(Location identification entries)
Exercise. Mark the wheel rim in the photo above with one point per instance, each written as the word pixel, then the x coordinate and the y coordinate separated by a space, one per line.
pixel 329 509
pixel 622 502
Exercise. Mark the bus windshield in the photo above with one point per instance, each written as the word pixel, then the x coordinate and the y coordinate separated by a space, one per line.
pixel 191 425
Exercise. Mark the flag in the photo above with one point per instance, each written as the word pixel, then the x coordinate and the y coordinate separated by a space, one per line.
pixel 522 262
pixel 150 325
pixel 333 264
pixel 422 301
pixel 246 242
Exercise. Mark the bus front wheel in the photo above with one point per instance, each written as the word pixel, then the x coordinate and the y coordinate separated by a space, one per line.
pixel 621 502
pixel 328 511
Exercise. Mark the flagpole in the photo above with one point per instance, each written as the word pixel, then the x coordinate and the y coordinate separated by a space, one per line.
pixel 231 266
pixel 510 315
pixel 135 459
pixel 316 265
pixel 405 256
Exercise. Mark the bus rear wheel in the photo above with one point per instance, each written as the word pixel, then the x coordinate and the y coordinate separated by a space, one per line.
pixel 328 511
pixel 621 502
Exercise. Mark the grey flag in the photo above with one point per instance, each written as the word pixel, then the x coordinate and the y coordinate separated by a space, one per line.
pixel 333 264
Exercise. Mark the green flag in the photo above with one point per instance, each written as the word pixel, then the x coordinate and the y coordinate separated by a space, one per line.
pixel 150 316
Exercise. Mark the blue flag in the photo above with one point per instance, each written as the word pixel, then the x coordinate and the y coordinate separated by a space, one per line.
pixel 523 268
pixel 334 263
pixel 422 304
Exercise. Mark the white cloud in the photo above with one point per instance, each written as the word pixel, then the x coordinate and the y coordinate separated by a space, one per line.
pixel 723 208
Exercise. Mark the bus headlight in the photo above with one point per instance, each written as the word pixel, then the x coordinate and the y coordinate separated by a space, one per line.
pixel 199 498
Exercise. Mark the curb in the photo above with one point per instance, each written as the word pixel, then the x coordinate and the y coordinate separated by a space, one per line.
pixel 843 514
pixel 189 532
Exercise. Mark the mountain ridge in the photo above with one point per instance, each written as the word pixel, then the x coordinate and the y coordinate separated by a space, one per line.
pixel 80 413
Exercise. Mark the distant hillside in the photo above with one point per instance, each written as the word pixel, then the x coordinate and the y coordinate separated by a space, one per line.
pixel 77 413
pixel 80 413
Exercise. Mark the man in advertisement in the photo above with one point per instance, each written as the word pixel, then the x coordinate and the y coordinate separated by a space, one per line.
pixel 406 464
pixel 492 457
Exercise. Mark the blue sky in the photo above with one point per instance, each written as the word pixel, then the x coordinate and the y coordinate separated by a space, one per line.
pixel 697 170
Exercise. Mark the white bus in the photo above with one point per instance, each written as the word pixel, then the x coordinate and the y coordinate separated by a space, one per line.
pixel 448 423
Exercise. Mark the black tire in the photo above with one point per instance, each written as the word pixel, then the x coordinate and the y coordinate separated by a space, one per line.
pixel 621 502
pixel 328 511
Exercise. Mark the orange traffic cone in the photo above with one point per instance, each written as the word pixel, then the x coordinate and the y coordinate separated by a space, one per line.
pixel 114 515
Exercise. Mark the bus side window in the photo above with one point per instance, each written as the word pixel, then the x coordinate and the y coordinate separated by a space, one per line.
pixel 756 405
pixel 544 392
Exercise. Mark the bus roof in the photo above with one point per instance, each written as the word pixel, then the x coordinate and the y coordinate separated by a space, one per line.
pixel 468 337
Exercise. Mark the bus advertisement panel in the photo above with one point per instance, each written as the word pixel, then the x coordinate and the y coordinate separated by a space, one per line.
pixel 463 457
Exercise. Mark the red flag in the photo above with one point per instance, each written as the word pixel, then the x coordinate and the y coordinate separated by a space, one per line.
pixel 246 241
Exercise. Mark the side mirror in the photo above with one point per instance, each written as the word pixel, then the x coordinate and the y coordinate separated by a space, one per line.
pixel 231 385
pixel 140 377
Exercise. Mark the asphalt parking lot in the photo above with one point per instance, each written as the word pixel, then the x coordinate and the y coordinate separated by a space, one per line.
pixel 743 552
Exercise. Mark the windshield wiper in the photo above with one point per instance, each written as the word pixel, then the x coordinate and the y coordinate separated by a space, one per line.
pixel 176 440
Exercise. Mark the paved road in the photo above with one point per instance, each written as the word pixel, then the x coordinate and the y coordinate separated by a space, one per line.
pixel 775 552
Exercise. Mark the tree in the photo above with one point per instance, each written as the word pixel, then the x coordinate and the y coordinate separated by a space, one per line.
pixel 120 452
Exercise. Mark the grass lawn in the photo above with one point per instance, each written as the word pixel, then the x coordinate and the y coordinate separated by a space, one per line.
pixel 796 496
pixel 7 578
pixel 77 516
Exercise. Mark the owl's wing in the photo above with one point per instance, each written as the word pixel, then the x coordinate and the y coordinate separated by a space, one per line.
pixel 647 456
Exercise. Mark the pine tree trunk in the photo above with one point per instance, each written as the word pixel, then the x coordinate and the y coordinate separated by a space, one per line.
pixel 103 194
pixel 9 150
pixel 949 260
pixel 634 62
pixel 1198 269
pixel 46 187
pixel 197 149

**EXERCISE PROMPT**: Rescale the stretch from the line containing "Exercise. Mark the bus advertisement" through the line containing "pixel 246 241", both ends included. Give all of those lines again, requests included, and multiply each x and y coordinate in the answers by 1.35, rounding to whole numbers with halves going up.

**WRITTEN SOLUTION**:
Exercise. Mark the bus advertisement panel in the photo above with one point per instance, each written as the word pixel, then the x coordinate and the y coordinate separated by a space, one per line.
pixel 625 617
Exercise. Mark the red flag in the photo above with one point per instance, each written as the word pixel, then the x coordinate and the y coordinate separated by a space, one per line.
pixel 332 325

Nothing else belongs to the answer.